-- Start Document --

To develop a measure of search efficiency, children’s responses were recorded when they were asked to find each of the four specific animals in the first section of the study. For the paper prototype group, observers recorded each envelope that the child opened in order. For the computer prototype group, the software logged the sequential history of all mouse clicks. Children’s responses were then coded to indicate how many unnecessary envelopes were opened or icons were clicked. In other words, search efficiency was the number of search steps taken above the minimum number necessary to find the requested animal, given the branch of the hierarchy chosen by the child. Thus, the higher the search efficiency score, the less efficient the search.
Search efficiency scores were submitted to a 2 (grade) x 2
(gender) x 2 (condition) x 4 (item number) analysis of variance, in which item
number served as a repeated measure.
Results of this analysis indicated a significant difference between
conditions, F(1,96) = 14.75, p < .0001, a significant condition by gender
interaction, F(1,96) = 4.75, p < .05, and a significant difference between
items, F(3,288) = 2.92, p < .05.
Means for the groups involved in these effects are displayed in Table
Examination of these means shows that computer searches were significantly more efficient than paper searches. Tukey post hoc tests on the condition by gender interaction indicated that the females’ searches were significantly more efficient in the computer condition than in the paper condition, while there was no significant difference for the males. In addition, comparison of the means in the item effect indicates that children’s searches became more efficient with each subsequent item, indicating a practice effect. An additional analysis indicated that there were no significant differences in search efficiency for one particular animal vs. another.

-- End Document --

__Brief__:
Reproduce the search efficiency passage between "Search efficiency scores" and "2.92, p < .05.", inclusive. The lines after this point aren't needed.

-- Start Source material --

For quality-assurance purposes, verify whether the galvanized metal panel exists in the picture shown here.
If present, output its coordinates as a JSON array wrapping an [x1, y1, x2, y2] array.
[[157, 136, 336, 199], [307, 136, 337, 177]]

-- End Source material --

__Solution__:
Search efficiency scores were submitted to a 2 (grade) x 2
(gender) x 2 (condition) x 4 (item number) analysis of variance, in which item
number served as a repeated measure.
Results of this analysis indicated a significant difference between
conditions, F(1,96) = 14.75, p < .0001, a significant condition by gender
interaction, F(1,96) = 4.75, p < .05, and a significant difference between
items, F(3,288) = 2.92, p < .05.